Still, the Grattan Institute reckons the prime minister is right to talk up the new deal. It calculates an extra 200,000 homes could make rents 4 per cent lower than they would be otherwise. Its researchers argue that “state and local governments… restrict medium- and high-density developments, largely to appease existing residents in established suburbs.”
Denita Wawn from Master Builders Australia agrees. Welcoming the national cabinet announcements, she said Australia needs to reform planning, zoning, and building approvals to ensure that we’re “not just going out in the suburbs, but up as well.”
In the hope of slicing through the red tape strangling our housing dreams, national cabinet also agreed to a National Planning Reform Blueprint to promote “medium and high-density housing in well-located areas close to existing public transport connections, amenities and employment.”
Rather than a blueprint, though, this is a vague grab bag of sometimes conflicting proposals. While it aims for more timely development approvals, for instance, it also wants to rectify “gaps in housing design guidance and building certification to ensure the quality of new builds.” And while it wants stronger “call-in powers” for state planning ministers it also favours better “community consultation processes.”
Victorian premier Daniel Andrews has already committed Victoria to reducing the role of local councils in significant planning decisions. Yet his government’s record inspires little confidence that this will dramatically boost supply. There’s been little action on a 2017 plan to devote surplus government land to new housing, and the state government can be just as sensitive to resident opposition as local councils are.
Examples can be found in electorally significant sandbelt seats in Melbourne’s southeast. After Kingston Council refused in 2018 to rezone a disused golf course to allow Australian Super to build more than 800 dwellings, the state government intervened and commissioned an independent inquiry. Two years after it reported, its recommendations are still under consideration.
Then there’s what locals call the Great Wall of Frankston. Developers proposed two apartment buildings side by side overlooking Frankston beach — one fourteen storeys high and the other sixteen. The council approved a development overlay that would have allowed twelve storeys. The matter was before the Victorian Civil and Administrative Appeals Tribunal when planning minister Sonya Kilkenny intervened and imposed interim controls to reset the height limit to just three storeys.

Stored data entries
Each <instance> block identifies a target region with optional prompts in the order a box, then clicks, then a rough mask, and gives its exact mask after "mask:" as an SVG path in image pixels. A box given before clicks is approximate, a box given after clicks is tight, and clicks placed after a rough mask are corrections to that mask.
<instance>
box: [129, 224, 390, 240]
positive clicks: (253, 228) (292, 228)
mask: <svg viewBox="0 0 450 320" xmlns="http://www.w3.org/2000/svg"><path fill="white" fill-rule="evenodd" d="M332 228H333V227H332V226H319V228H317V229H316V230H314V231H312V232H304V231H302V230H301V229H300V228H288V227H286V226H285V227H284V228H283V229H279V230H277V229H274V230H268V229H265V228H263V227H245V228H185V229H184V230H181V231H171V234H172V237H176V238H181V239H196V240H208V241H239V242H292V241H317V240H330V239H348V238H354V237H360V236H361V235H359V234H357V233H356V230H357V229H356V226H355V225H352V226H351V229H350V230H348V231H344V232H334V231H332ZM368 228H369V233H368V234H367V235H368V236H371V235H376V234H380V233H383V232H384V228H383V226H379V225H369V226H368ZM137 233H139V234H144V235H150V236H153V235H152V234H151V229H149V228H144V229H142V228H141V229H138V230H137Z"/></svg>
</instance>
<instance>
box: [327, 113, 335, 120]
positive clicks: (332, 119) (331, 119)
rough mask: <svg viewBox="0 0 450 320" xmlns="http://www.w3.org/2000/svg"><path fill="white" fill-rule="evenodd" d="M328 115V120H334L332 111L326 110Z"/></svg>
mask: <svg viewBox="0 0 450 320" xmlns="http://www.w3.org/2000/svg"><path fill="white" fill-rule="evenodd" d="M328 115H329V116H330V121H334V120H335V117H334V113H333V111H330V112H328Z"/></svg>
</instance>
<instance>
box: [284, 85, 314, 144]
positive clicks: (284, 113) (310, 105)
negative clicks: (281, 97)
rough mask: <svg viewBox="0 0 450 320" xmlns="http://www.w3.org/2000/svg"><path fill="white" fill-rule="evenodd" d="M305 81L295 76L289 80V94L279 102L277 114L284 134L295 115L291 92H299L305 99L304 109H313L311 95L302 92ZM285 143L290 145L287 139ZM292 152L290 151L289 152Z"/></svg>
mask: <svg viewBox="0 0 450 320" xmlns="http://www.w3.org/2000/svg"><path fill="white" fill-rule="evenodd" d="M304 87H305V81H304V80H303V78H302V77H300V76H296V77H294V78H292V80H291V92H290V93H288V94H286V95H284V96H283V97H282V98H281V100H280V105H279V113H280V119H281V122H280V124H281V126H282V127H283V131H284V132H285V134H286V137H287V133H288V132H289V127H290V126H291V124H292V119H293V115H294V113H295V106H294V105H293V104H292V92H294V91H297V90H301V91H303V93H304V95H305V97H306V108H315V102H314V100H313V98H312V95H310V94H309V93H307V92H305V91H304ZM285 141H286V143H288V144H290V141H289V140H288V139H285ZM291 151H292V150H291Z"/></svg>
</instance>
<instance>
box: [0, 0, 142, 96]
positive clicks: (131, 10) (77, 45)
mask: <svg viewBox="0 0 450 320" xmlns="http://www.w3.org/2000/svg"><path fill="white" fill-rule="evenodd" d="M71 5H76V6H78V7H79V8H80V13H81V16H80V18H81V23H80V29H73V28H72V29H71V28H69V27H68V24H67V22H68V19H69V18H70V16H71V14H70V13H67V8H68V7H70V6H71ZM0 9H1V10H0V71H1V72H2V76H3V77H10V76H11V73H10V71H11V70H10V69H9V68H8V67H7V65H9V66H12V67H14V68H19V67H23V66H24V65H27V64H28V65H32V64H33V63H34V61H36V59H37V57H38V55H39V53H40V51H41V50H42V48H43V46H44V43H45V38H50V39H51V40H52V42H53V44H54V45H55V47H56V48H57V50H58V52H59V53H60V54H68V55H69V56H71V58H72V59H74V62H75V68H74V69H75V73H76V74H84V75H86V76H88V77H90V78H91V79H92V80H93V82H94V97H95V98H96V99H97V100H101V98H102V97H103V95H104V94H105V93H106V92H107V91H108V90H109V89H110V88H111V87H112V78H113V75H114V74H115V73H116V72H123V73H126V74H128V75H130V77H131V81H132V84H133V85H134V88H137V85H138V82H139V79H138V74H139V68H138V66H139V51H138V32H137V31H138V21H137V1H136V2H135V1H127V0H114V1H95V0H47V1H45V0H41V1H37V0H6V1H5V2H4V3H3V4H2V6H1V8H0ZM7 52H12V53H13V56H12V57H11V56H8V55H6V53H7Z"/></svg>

Exercise instructions
a) Duplicate the passage on housing policy from "Victorian premier Daniel" to "local councils are.".
b) Write the next part of the passage on housing policy, picking up after its final sentence.
The records have nothing to do with what is asked here.

List of answers
a)
Victorian premier Daniel Andrews has already committed Victoria to reducing the role of local councils in significant planning decisions. Yet his government’s record inspires little confidence that this will dramatically boost supply. There’s been little action on a 2017 plan to devote surplus government land to new housing, and the state government can be just as sensitive to resident opposition as local councils are.

b)
National cabinet’s blueprint also calls for states to “consider” the “phased introduction” of inclusionary zoning, which would force developers to incorporate social and affordable housing in any major project — a common practice overseas. The caveat is that this should be done “in ways that do not add to construction costs.”
It’s hard to see such a limply worded proposal generating much change. In 2022, Victoria sought a similar outcome by requiring developers building three or more dwellings to contribute to a social housing growth fund. In the face of property industry opposition, and claims this would push up the cost of buying a home, the proposal was scrapped within a fortnight.
The national planning reform blueprint appears to draw inspiration from work by the Productivity Commission, including a 2021 information paper identifying planning and zoning reforms and last year’s review of the National Housing and Homelessness Agreement. Both reports argue that reforms to planning, zoning and land release are crucial to increasing the supply and affordability of housing.
Many of the Productivity Commission’s recommendations make sense. Its call for state and local planning to be more closely aligned is a good example: a state-wide housing target has little point if local councils refuse to accept their share of new builds or greater density. The commission also wants fewer and broader land-use zones, permitting a wider range of activities without explicit council approval or costly variations. This would make it easier to have mixed developments that combine business, retail and housing.
But a close reading of the commission’s work reveals that many proposals in national cabinet’s planning blueprint are already in train. To varying degrees, all jurisdictions have been “streamlining approval pathways,” especially for significant projects, often by replacing council decision-makers with expert panels. State and local governments have also put considerable energy into removing “barriers to the timely issuing of development approvals.”
In other words, state and territory governments have been reforming planning for a long time without any appreciable effect on housing affordability. As Sydney University planning expert Nicole Gurran points out, more than 90 per cent of multi-unit development applications in New South Wales are approved and decisions issued within about three months.
Nor is there great evidence of planning and zoning being a significant brake on development. Australian Bureau of Statistics data show that more than a million dwellings were completed between December 2017 and December 2022. So, the government’s original Housing Accord target of one million new homes over five years only seeks to match what went before.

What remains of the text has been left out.